WRITTEN EXERCISE 1:
Retype the DataKit Pinpoint page below in full, keeping every line unchanged.

Pinpoint
The built-in Pinpoint Agent in DataKit is used to receive, calculate, and analyze Pinpoint Tracing protocol data.
Configuration¶
Collector Configuration¶
Enter the conf.d/pinpoint
directory under the DataKit installation directory, copy pinpoint.conf.sample
and name it pinpoint.conf
. Examples are as follows:
[[inputs.pinpoint]]
## Pinpoint service endpoint for
## - Span Server
## - Agent Server(unimplemented, for service intactness and compatibility)
## - Metadata Server(unimplemented, for service intactness and compatibility)
## - Profiler Server(unimplemented, for service intactness and compatibility)
address = "127.0.0.1:9991"
## Keep rare tracing resources list switch.
## If some resources are rare enough(not presend in 1 hour), those resource will always send
## to data center and do not consider samplers and filters.
# keep_rare_resource = false
## delete trace message
# del_message = true
## Ignore tracing resources map like service:[resources...].
## The service name is the full service name in current application.

RECORDS SUPPLIED:
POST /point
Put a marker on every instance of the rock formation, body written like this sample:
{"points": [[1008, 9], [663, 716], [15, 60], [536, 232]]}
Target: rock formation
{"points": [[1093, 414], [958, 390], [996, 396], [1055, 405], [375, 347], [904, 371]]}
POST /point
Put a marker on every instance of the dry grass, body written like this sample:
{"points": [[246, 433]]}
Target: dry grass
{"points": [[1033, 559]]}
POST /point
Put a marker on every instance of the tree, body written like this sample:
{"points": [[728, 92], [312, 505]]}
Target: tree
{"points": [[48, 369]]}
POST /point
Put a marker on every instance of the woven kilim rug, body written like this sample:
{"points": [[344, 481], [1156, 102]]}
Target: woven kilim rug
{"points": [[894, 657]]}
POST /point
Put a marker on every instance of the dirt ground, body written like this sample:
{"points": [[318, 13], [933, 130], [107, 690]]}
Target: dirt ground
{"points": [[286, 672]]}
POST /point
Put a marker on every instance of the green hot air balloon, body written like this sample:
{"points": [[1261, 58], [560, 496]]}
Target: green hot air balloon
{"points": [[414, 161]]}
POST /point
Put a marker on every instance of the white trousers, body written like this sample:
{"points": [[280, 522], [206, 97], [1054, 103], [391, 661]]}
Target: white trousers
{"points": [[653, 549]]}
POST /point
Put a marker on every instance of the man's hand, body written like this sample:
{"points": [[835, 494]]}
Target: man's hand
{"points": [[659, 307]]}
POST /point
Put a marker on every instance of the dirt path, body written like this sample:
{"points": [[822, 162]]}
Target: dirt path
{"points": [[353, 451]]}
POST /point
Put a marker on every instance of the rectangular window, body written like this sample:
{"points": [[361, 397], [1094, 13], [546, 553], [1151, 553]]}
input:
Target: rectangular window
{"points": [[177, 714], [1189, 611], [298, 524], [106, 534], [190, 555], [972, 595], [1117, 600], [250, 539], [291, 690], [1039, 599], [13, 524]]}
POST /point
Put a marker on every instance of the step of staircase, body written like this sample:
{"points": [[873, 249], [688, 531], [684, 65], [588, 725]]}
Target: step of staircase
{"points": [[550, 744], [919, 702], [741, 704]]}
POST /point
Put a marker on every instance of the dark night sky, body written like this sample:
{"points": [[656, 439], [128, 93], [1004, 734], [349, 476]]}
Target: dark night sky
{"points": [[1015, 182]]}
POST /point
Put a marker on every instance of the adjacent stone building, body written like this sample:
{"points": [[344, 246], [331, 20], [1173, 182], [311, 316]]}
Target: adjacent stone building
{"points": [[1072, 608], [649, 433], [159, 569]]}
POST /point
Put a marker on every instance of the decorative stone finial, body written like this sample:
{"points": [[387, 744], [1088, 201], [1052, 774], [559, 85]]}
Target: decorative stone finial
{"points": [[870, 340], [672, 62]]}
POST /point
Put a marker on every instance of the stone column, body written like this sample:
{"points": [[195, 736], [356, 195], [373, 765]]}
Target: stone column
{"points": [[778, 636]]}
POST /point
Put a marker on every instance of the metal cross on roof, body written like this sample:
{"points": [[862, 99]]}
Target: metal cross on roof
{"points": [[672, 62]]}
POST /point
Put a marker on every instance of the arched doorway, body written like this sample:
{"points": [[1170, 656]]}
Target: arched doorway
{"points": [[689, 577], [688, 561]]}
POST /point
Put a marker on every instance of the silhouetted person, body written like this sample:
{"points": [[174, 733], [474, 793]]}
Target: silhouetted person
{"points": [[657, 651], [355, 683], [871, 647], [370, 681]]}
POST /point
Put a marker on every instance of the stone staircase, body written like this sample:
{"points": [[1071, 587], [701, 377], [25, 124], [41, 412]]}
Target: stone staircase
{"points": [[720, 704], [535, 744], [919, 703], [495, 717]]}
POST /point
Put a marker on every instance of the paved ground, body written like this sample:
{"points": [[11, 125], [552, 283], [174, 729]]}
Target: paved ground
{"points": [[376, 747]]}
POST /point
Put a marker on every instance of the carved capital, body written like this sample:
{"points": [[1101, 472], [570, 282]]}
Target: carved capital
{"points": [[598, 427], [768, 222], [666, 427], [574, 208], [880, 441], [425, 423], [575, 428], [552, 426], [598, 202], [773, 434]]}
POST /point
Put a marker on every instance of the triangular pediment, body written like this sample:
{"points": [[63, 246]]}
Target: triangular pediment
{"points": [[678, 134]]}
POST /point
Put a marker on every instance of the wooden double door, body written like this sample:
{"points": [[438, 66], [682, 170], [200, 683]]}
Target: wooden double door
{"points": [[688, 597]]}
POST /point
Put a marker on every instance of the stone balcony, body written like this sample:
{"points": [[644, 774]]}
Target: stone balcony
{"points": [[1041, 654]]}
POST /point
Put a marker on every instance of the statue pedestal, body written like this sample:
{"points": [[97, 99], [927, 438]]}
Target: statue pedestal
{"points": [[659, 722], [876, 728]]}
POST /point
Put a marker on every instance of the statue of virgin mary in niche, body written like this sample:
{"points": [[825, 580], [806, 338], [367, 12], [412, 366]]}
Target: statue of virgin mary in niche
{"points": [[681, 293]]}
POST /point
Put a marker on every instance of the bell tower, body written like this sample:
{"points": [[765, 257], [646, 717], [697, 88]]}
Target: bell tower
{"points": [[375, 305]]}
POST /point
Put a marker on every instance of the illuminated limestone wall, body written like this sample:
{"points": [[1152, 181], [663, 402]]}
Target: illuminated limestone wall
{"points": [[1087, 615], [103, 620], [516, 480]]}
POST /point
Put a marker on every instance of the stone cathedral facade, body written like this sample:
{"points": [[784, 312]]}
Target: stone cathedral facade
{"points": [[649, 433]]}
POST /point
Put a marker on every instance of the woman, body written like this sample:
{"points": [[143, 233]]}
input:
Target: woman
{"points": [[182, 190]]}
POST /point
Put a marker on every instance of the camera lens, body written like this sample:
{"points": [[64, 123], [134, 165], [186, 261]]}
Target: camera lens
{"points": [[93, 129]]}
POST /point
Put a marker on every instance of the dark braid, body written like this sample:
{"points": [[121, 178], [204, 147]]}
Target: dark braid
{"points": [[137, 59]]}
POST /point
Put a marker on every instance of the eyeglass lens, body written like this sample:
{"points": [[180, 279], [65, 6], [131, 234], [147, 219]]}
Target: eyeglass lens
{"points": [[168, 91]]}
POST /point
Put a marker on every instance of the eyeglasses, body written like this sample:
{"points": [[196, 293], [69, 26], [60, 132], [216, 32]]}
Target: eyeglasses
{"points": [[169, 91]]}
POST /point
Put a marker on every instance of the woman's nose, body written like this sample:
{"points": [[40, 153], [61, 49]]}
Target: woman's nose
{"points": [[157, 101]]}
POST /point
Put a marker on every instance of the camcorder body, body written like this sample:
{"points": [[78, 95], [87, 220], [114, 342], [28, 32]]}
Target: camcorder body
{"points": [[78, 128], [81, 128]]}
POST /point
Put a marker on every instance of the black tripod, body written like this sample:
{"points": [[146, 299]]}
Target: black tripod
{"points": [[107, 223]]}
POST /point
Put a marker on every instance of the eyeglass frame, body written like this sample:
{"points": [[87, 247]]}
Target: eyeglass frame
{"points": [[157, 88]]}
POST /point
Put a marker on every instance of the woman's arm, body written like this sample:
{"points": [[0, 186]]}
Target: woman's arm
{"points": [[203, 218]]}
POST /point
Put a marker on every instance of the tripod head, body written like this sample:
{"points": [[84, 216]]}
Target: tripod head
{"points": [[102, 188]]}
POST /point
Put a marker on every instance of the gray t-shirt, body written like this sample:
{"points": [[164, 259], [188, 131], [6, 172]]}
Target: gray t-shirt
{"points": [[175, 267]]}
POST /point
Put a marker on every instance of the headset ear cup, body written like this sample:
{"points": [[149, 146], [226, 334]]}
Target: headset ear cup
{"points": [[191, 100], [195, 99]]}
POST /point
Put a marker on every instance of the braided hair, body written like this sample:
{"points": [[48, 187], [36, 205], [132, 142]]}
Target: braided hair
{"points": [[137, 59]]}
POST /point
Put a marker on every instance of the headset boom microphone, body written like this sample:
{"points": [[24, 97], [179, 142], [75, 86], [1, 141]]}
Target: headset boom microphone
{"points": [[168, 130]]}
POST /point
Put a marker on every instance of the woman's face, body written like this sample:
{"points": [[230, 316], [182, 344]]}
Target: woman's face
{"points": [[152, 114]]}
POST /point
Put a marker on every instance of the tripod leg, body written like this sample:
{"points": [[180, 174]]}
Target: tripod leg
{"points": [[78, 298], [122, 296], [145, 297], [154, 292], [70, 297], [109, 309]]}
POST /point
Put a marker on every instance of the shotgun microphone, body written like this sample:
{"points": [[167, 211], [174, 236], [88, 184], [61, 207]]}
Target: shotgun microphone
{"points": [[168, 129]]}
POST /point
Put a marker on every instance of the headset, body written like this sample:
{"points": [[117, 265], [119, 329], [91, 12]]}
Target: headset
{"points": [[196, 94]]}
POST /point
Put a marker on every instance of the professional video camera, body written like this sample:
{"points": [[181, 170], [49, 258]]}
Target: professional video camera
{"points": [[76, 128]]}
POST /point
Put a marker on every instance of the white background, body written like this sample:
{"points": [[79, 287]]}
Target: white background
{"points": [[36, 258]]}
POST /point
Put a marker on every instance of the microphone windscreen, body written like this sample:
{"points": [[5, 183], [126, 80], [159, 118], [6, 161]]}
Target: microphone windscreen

WRITTEN EXERCISE 2:
Filter the listing above and copy each line that contains the string "column". Case counts.

COMPLETE RESPONSE 1:
Pinpoint
The built-in Pinpoint Agent in DataKit is used to receive, calculate, and analyze Pinpoint Tracing protocol data.
Configuration¶
Collector Configuration¶
Enter the conf.d/pinpoint
directory under the DataKit installation directory, copy pinpoint.conf.sample
and name it pinpoint.conf
. Examples are as follows:
[[inputs.pinpoint]]
## Pinpoint service endpoint for
## - Span Server
## - Agent Server(unimplemented, for service intactness and compatibility)
## - Metadata Server(unimplemented, for service intactness and compatibility)
## - Profiler Server(unimplemented, for service intactness and compatibility)
address = "127.0.0.1:9991"
## Keep rare tracing resources list switch.
## If some resources are rare enough(not presend in 1 hour), those resource will always send
## to data center and do not consider samplers and filters.
# keep_rare_resource = false
## delete trace message
# del_message = true
## Ignore tracing resources map like service:[resources...].
## The service name is the full service name in current application.

COMPLETE RESPONSE 2:
Put a marker on every instance of the stone column, body written like this sample:
Target: stone column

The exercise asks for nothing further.